## Exercise prompt:
Copy word for word, please, the lines of the entries below running from the one containing "Target: road" to the one containing "Can you find the highway", both ends included.
####
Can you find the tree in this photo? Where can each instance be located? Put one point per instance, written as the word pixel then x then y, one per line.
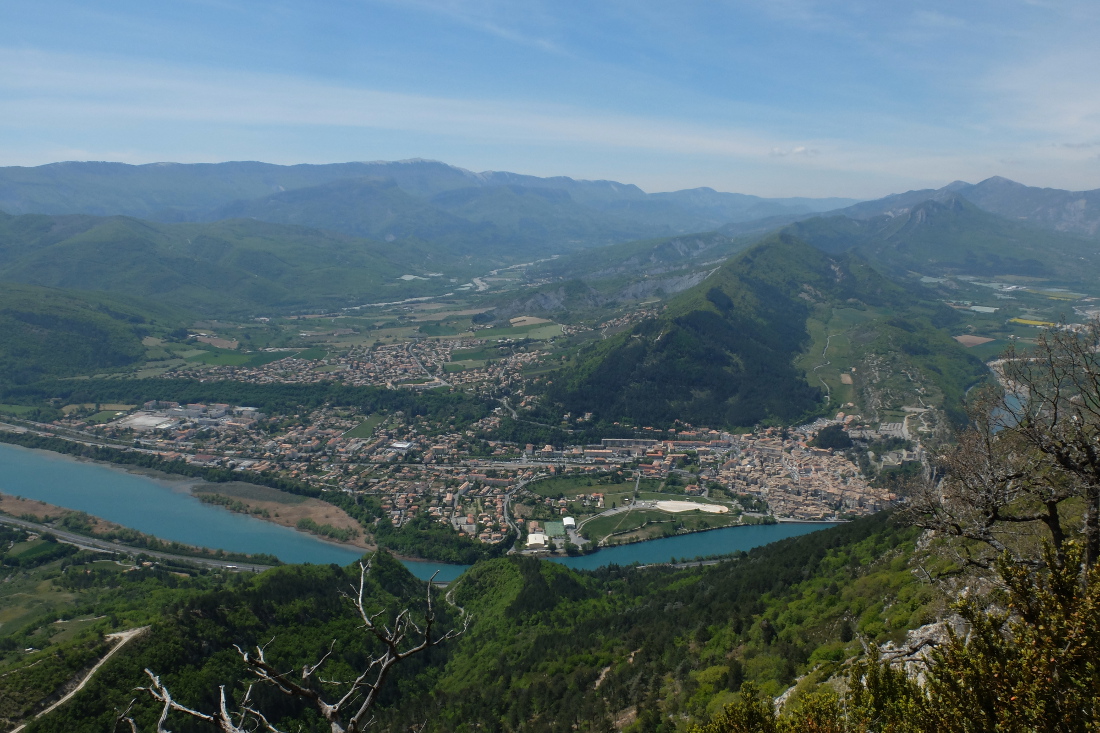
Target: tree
pixel 400 637
pixel 1030 449
pixel 1027 663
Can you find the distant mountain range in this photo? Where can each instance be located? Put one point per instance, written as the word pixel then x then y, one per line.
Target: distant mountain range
pixel 1069 211
pixel 229 267
pixel 724 351
pixel 482 212
pixel 949 234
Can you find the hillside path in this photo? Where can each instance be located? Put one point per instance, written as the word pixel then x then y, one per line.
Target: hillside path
pixel 123 638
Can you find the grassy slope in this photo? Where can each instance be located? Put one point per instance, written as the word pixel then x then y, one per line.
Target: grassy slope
pixel 228 266
pixel 955 237
pixel 724 352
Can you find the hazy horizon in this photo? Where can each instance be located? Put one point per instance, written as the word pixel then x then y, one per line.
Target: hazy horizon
pixel 779 99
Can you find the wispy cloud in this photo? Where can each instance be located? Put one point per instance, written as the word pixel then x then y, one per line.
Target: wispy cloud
pixel 53 88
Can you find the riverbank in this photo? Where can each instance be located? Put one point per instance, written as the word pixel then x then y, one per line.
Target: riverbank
pixel 77 526
pixel 297 511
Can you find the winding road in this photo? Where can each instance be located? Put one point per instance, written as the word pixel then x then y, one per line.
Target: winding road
pixel 102 545
pixel 123 638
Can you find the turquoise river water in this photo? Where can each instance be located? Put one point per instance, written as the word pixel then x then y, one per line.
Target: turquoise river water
pixel 166 509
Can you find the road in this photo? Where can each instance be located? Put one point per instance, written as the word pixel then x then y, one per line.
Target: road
pixel 123 638
pixel 102 545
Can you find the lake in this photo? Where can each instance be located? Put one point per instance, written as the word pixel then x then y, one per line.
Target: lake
pixel 166 509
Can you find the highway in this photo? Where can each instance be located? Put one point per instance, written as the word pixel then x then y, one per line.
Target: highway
pixel 105 546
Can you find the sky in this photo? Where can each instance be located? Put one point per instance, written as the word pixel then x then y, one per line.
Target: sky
pixel 856 98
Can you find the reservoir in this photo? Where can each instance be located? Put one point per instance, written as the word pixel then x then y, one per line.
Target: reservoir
pixel 690 546
pixel 166 510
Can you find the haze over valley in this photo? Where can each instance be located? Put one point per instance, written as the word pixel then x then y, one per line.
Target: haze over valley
pixel 443 367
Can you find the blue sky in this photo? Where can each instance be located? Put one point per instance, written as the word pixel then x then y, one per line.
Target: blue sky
pixel 777 97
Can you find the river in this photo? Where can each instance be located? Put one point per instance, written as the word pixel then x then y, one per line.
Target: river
pixel 164 507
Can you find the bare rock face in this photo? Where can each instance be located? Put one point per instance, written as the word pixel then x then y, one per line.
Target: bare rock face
pixel 913 654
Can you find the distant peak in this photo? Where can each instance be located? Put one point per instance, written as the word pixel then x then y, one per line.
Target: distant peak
pixel 1000 181
pixel 957 185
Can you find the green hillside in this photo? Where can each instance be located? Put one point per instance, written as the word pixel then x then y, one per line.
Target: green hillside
pixel 237 266
pixel 727 351
pixel 51 332
pixel 659 642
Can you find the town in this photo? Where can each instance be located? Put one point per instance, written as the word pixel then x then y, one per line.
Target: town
pixel 481 485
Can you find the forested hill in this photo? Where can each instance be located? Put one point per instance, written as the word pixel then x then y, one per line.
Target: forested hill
pixel 724 352
pixel 548 648
pixel 53 332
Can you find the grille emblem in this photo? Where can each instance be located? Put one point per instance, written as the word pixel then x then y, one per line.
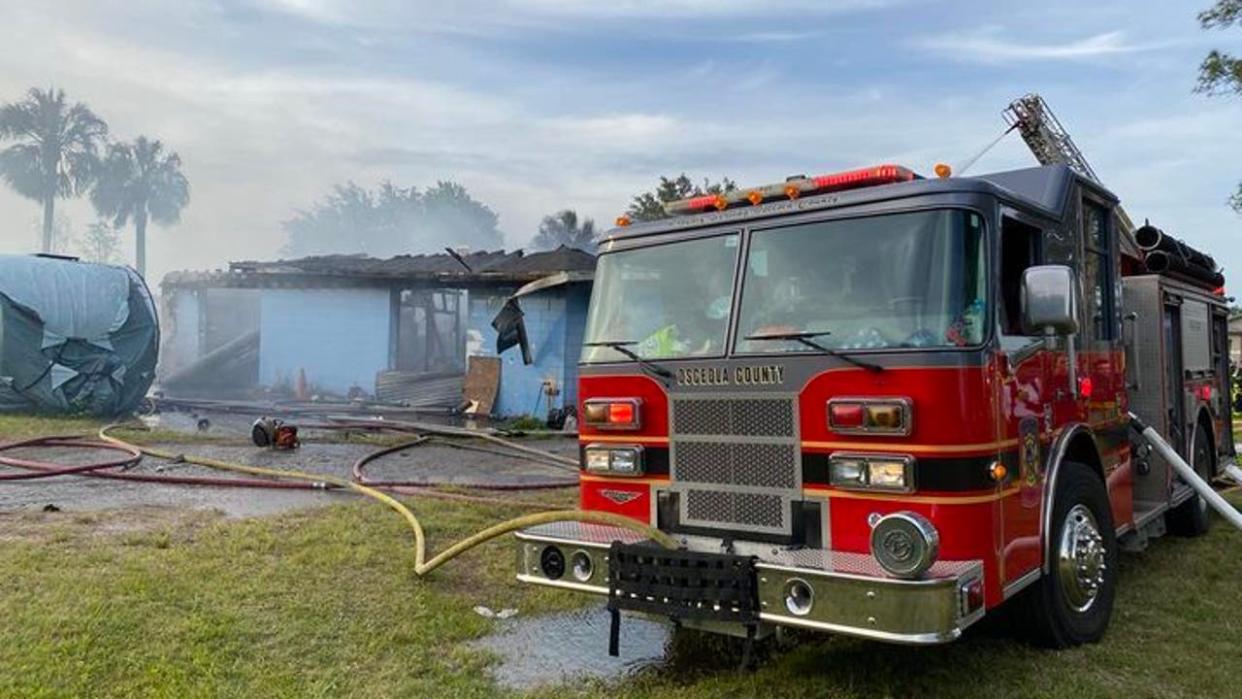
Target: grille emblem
pixel 620 497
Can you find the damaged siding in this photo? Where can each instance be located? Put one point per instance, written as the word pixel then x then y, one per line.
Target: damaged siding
pixel 340 338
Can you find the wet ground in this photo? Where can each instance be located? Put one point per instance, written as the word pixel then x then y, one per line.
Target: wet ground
pixel 439 462
pixel 558 648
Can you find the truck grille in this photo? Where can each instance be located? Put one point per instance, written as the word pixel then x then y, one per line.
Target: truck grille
pixel 735 461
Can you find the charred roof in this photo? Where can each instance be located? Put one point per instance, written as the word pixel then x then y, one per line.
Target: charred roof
pixel 448 270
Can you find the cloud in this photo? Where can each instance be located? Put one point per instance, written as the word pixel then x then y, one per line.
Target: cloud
pixel 989 46
pixel 483 16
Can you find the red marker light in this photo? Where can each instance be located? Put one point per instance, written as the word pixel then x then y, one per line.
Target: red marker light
pixel 621 414
pixel 1086 386
pixel 846 415
pixel 862 178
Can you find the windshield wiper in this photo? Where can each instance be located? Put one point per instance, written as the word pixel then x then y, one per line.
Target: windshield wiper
pixel 622 347
pixel 807 338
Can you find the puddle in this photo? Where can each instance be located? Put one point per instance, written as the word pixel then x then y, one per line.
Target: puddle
pixel 557 648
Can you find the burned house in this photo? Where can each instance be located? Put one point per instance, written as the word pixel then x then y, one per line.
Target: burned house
pixel 403 330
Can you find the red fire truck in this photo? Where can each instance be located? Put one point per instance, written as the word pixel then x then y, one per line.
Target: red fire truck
pixel 882 405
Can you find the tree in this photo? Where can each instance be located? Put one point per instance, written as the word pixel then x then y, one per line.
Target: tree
pixel 390 221
pixel 650 205
pixel 1220 72
pixel 56 150
pixel 451 215
pixel 101 242
pixel 140 183
pixel 564 229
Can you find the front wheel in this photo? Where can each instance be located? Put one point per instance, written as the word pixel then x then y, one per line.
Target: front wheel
pixel 1073 602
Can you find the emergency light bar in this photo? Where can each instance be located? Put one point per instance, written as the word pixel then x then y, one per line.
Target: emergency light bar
pixel 793 188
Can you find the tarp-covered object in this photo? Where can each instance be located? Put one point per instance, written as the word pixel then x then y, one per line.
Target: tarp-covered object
pixel 75 337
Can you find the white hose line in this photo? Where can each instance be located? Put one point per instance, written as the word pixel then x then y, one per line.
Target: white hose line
pixel 1235 473
pixel 1187 474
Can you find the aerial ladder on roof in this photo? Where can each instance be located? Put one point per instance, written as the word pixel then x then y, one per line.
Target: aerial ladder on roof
pixel 1051 144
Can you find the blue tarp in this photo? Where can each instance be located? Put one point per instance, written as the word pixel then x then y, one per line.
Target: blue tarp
pixel 75 337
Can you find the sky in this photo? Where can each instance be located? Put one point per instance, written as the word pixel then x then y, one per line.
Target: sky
pixel 545 104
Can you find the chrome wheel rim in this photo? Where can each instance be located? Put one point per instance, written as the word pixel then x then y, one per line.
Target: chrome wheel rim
pixel 1081 559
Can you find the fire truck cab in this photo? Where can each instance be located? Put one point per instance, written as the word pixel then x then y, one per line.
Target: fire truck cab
pixel 882 405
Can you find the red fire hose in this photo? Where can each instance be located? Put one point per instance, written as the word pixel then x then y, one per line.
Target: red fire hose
pixel 45 469
pixel 49 469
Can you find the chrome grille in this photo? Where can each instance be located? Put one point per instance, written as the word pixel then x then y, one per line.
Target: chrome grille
pixel 758 417
pixel 760 466
pixel 737 461
pixel 748 509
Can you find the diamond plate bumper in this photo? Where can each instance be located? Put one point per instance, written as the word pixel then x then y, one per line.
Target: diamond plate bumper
pixel 852 595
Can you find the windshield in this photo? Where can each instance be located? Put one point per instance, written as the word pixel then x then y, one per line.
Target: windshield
pixel 668 301
pixel 893 281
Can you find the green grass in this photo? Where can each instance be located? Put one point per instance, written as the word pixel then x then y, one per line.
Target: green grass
pixel 323 604
pixel 14 427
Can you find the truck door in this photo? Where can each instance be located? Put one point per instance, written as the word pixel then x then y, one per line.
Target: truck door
pixel 1025 399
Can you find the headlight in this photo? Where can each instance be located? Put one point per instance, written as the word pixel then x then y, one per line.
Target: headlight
pixel 887 474
pixel 614 461
pixel 580 565
pixel 847 472
pixel 906 544
pixel 873 472
pixel 598 459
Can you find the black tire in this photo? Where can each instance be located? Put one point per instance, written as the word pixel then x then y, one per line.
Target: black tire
pixel 1052 612
pixel 1191 518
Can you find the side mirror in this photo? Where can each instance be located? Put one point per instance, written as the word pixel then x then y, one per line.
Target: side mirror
pixel 1050 303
####
## Response:
Target: road
pixel 123 638
pixel 102 545
Can you find the lake in this photo? Where can each instance be located? Put one point per instance, written as the word pixel then x then y, one per line.
Target: lake
pixel 166 509
Can you find the highway in this photo? Where can each instance be located? Put one point per instance, written as the word pixel then x then y, one per line.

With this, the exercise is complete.